[Begin]

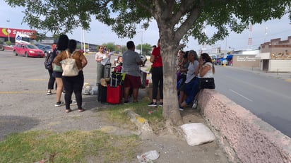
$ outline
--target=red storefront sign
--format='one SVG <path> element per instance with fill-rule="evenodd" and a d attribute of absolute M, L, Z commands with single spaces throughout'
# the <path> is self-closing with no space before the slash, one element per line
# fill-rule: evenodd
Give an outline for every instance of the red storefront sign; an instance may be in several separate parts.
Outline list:
<path fill-rule="evenodd" d="M 30 38 L 36 38 L 36 31 L 31 30 L 22 30 L 22 29 L 14 29 L 14 28 L 0 28 L 0 37 L 8 37 L 8 32 L 10 30 L 9 37 L 15 37 L 16 32 L 20 32 L 24 35 L 28 35 L 30 36 Z"/>

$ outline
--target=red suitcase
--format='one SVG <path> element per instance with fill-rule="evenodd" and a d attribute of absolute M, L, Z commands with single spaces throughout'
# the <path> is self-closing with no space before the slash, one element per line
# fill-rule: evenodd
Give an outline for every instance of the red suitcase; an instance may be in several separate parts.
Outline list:
<path fill-rule="evenodd" d="M 119 104 L 122 99 L 122 87 L 118 85 L 117 87 L 107 85 L 107 102 L 109 104 Z"/>

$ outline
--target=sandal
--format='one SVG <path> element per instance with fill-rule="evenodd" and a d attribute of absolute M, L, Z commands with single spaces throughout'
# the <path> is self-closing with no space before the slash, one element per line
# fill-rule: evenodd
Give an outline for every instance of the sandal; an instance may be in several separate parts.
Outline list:
<path fill-rule="evenodd" d="M 66 113 L 69 113 L 71 111 L 72 111 L 71 109 L 66 109 Z"/>
<path fill-rule="evenodd" d="M 85 111 L 85 109 L 78 109 L 79 110 L 79 113 L 81 113 L 81 112 L 83 112 L 83 111 Z"/>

[End]

*Direction*:
All records should be output exactly, with the pictures left out.

*Exercise result*:
$ outline
--target=red storefront sign
--format='one SVG <path> element per instance with fill-rule="evenodd" and a d attribute of absolute M, L, Z commands with single spaces throughout'
# the <path> is self-closing with no space before the slash, one element per line
# fill-rule: evenodd
Give an outline for every instance of the red storefront sign; an instance may be in several separate parts.
Outline list:
<path fill-rule="evenodd" d="M 30 38 L 36 38 L 36 31 L 31 30 L 22 30 L 22 29 L 14 29 L 14 28 L 0 28 L 0 37 L 8 37 L 8 32 L 10 30 L 9 37 L 15 37 L 16 32 L 20 32 L 24 35 L 28 35 L 30 36 Z"/>

$ outline
--target=red suitcase
--format='one SVG <path> element per instance with fill-rule="evenodd" and a d attribute of absolute M, L, Z commands with single spaces throughout'
# the <path> is self-closing with no space before the slash, one element per line
# fill-rule: evenodd
Give an outline for every instance of the red suitcase; an instance may be in several separate parts.
Outline list:
<path fill-rule="evenodd" d="M 119 104 L 122 99 L 122 87 L 118 85 L 117 87 L 107 85 L 107 102 L 109 104 Z"/>

$ outline
--target=sandal
--format='one SVG <path> element per instance with fill-rule="evenodd" and a d attribute of absolute M, L, Z commands with single spaces throughout'
# the <path> is self-closing with no space before the slash, one element per line
# fill-rule: evenodd
Give an outline for every instance of the sandal; an instance may be in several separate parts.
Outline list:
<path fill-rule="evenodd" d="M 66 113 L 69 113 L 71 111 L 72 111 L 71 109 L 66 109 Z"/>
<path fill-rule="evenodd" d="M 85 111 L 85 109 L 78 109 L 79 110 L 79 113 L 81 113 L 81 112 L 83 112 L 83 111 Z"/>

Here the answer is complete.